Rewrite all the entries with "photo" swapped for "image" everywhere, keeping everything else the same. Omit the pictures.

>> START EXTRACTED INFORMATION

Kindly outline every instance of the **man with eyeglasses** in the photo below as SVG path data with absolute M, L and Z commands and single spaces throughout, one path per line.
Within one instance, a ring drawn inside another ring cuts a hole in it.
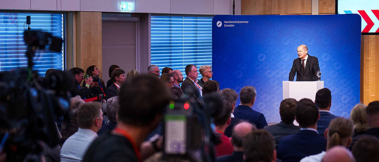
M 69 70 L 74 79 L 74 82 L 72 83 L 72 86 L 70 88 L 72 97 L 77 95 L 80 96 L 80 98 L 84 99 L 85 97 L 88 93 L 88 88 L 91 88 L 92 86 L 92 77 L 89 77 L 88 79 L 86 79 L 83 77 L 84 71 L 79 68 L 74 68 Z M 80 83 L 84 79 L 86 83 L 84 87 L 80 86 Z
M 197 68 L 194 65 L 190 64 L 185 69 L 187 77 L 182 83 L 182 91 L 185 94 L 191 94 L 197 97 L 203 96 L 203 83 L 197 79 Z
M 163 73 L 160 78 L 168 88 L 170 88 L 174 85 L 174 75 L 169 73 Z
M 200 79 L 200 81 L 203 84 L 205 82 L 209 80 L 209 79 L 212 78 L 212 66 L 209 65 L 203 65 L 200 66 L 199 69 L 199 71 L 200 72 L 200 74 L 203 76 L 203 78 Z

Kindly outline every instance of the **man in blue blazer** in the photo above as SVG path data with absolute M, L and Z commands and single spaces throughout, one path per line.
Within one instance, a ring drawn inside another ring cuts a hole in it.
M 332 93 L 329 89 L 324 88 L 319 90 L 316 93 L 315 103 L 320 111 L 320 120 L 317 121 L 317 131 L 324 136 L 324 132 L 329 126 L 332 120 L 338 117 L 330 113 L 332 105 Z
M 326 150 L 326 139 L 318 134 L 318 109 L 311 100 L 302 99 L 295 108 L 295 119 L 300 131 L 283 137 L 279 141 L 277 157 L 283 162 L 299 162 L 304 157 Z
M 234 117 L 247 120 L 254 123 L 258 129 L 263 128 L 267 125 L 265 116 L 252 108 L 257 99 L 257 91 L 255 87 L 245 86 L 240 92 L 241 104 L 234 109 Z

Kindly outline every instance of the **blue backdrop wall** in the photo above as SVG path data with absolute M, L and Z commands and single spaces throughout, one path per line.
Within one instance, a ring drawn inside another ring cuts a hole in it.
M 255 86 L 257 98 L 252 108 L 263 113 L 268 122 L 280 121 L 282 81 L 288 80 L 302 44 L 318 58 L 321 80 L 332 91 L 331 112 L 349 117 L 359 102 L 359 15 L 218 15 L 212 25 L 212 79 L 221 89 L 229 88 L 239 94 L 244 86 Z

>> END EXTRACTED INFORMATION

* ANSWER *
Kindly outline every instance of the **man with eyeglasses** in the image below as SVG path data with absolute M, L and Z commands and single spaces throughout, one path per line.
Within one instance, a ring drawn inside another ring cuts a hole in it.
M 69 70 L 74 79 L 74 82 L 72 83 L 72 86 L 70 88 L 72 97 L 77 95 L 80 96 L 80 98 L 84 99 L 85 97 L 88 93 L 88 88 L 91 88 L 92 86 L 92 77 L 89 77 L 88 79 L 86 79 L 83 77 L 84 71 L 79 68 L 74 68 Z M 80 83 L 84 79 L 86 83 L 84 87 L 80 86 Z
M 197 68 L 194 65 L 190 64 L 185 69 L 187 77 L 182 83 L 182 91 L 185 94 L 191 94 L 197 97 L 203 96 L 203 83 L 197 79 Z
M 163 73 L 160 78 L 168 88 L 170 88 L 174 85 L 174 75 L 169 73 Z
M 200 79 L 200 81 L 203 84 L 205 82 L 209 80 L 209 79 L 212 78 L 212 66 L 209 65 L 203 65 L 200 66 L 199 69 L 199 71 L 200 72 L 200 74 L 203 76 L 203 78 Z

Kindly outline every instance of the **man in blue blazer** in the image above as SVG path data with absolute M, L and Z commands and single spaces throughout, one path per line.
Within one instance, a ring drawn inside another ring cuts a hole in it.
M 332 93 L 329 89 L 324 88 L 319 90 L 316 93 L 315 103 L 320 111 L 320 120 L 317 121 L 317 131 L 324 136 L 324 132 L 329 126 L 332 120 L 338 117 L 330 113 L 332 105 Z
M 326 150 L 326 139 L 318 134 L 318 109 L 311 100 L 302 99 L 295 108 L 295 119 L 300 131 L 283 137 L 279 141 L 277 157 L 283 162 L 299 162 L 304 157 Z
M 234 117 L 247 120 L 254 123 L 258 129 L 263 128 L 267 125 L 265 116 L 252 108 L 257 99 L 257 91 L 255 87 L 245 86 L 240 92 L 241 104 L 234 109 Z

Kindly outline every instance of the **blue backdrop wall** in the image above as SVG path data with absolute M, L and Z commands and single spaces throughout, one path per line.
Within one instance, a ring drawn inside another ring cuts a hole in it.
M 255 86 L 257 98 L 252 108 L 263 113 L 268 122 L 280 121 L 282 81 L 288 80 L 302 44 L 318 58 L 321 80 L 332 91 L 331 112 L 349 117 L 359 102 L 359 15 L 218 15 L 212 25 L 212 79 L 221 89 L 229 88 L 239 94 L 244 86 Z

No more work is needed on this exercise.